= LIST OF TASKS =
a) In the article on online learning at CSULB, how would you shorten the paragraph beginning "CSULB's $120 million in allocated funds" while keeping its main facts?
b) Answer these questions from the article on online learning at CSULB:
(i) What share of courses is still offered online this fall?
(ii) What nationwide total did the Higher Education Emergency Relief Fund grant?
(iii) What does the article name as the challenge facing Long Beach State?
c) Carry the article on online learning at CSULB forward, starting after its final sentence.

= EXTRACT TO READ =
------------------------------------
By Carter Williams II and Dominic Padilla
As CSULB transitions further into its post-COVID semesters, so do the online methods of teaching that became the norm during the pandemic.
The California State University campuses, like other higher education systems, relied heavily on virtual Zoom classrooms during the pandemic and have slowly resumed in-person learning over the past two years.
This fall, with the campus only four semesters removed from fully-virtual learning due to COVID-19, only 20% of courses are still being offered online.
Students have expressed a preference for more online learning options over traditional classroom offerings.
The challenge presented to Long Beach State is the lack of sufficient state funding needed to adapt to the rising online student demands.
State and federal COVID-19 legislation passed during 2020 and 2021 fulfilled these online students’ needs, including a nationwide total of $14 billion granted by the Higher Education Emergency Relief Fund (HEERF).
CSULB’s $120 million in allocated funds went to upgrading classrooms and Wi-Fi connectivity. This improved faculty access to online teaching, allowing the one-time purchase of Wi-Fi hotspots and laptops for off-campus students who didn’t have reliable access to the internet at home.
------------------------------------
= ENTRIES PROVIDED =
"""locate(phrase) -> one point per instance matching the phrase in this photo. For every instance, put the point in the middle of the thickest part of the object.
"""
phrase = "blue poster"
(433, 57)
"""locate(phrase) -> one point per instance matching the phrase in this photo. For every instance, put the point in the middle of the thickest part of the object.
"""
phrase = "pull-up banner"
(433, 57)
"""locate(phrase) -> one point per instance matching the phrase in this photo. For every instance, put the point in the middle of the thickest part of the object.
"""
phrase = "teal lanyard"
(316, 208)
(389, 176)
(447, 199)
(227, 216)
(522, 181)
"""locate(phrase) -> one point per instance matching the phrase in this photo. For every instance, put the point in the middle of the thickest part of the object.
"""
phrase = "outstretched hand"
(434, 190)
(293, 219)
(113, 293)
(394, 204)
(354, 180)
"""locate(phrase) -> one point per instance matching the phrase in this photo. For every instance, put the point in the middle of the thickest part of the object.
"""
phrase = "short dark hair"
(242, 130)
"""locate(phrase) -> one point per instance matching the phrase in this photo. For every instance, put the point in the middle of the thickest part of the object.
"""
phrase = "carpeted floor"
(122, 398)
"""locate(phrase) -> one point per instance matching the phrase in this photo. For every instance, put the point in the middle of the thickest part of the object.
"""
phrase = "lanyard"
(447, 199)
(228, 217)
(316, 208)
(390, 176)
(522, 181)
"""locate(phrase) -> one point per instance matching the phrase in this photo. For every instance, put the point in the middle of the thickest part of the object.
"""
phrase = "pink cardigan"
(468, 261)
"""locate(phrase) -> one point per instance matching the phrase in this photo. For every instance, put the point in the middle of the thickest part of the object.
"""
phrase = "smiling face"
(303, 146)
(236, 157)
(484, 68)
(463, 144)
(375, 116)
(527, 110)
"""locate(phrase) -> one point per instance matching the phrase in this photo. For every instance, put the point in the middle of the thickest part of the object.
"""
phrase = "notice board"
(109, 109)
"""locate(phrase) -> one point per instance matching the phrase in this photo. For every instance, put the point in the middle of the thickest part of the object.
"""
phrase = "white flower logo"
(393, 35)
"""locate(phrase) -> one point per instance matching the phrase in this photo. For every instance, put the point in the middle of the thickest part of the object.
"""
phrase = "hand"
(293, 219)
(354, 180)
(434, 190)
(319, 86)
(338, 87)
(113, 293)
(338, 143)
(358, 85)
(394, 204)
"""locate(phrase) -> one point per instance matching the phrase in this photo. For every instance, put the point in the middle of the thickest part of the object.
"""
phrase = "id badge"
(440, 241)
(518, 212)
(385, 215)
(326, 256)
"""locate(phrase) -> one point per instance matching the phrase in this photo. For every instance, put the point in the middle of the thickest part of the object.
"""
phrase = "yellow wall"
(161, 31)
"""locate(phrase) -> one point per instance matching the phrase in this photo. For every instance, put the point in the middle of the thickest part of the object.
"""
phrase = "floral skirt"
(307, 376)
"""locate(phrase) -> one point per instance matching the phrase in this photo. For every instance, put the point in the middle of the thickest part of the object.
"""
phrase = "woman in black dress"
------------------------------------
= ANSWERS FOR EACH ITEM =
a) CSULB spent its $120 million in allocated funds on upgraded classrooms and Wi-Fi connectivity. This gave faculty better access to online teaching and paid for a one-time purchase of Wi-Fi hotspots and laptops for off-campus students without reliable home internet.

b)
(i) 20% of courses.
(ii) $14 billion.
(iii) A lack of enough state funding to adapt to rising student demand for online learning.

c)
According to CSULB Chief Information Officer and Vice President Min Yao, the chances of increased funding for additional technology and online learning services are waning, given the state rejection of this year’s fiscal plan.
“We are continuing to evaluate emerging technologies and will selectively implement some of the emerging technologies if students need them and if we can afford them,” said Yao.
This includes the Smart Campus Initiative. The Division of Information Technology implemented in Fall 2016 as a multi-year plan to modernize the campus experience with new technology to help students, faculty and the general public experience CSULB programs.
As of fall 2022, many of the Smart Campus Initiatives usage numbers have seen growth compared to previous years.
The Student Virtual Lab, a collection of 36 campus-licensed software packages available for CSULB students, saw a 183% increase in usage from the past year.
Within that growth, there was a 71% increase in DocuSign, an online program that allows students to send eSignature emails, indicating students’ reliance on such software.
Yao said that funding issues are the main obstacle facing the university as they pursue future technologies that will continue to impact online learning for students and faculty.
According to Yao, the lack of funding also affects the university’s ability to offer competitive salaries and draw candidates away from the private IT sector.
“CSU’s pay structure doesn’t attract people to come and work for us,” he said. “As a result, we currently have about 15% of vacant positions that we can’t find qualified people to fill.”
Without government support and a necessary overhaul of CSU technology job salaries, CSULB’s alternating online and in-person learning presents technology issues as the university transitions.
Even with classes taught entirely online, the enrollment numbers from fall 2020 remained steady with previous fall semesters, which put more pressure on CSULB’s online teaching services.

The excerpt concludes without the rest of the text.